● Problem to work on: Extract each line in the records below that contains the word "photo", and copy those lines unchanged.

● Dataset:
===

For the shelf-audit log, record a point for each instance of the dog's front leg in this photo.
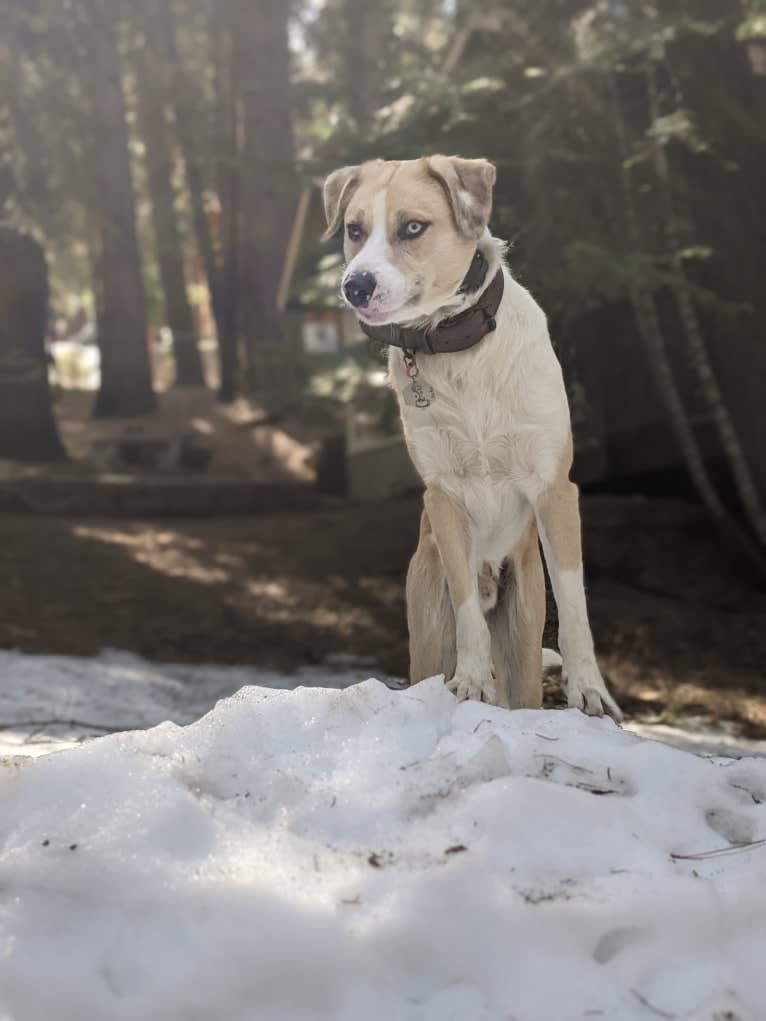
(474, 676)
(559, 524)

===

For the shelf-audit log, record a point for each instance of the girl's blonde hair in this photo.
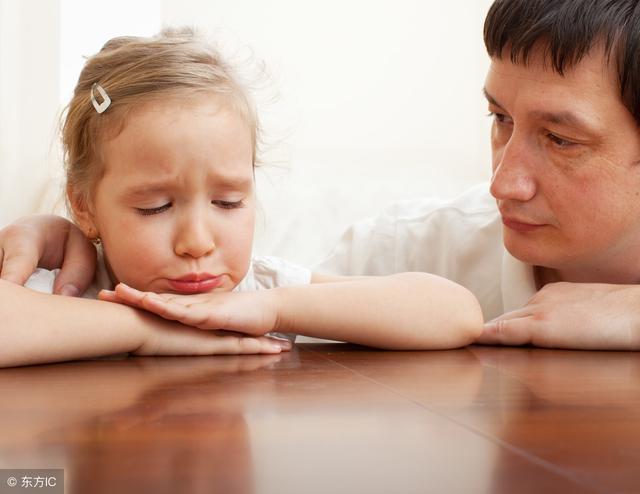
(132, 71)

===

● Answer to the exercise:
For the shelf-audit log, record a point for each instance of the dog's front leg in this photo.
For the shelf-audit log, record a point for each instance of the girl's blonde hair in this photo.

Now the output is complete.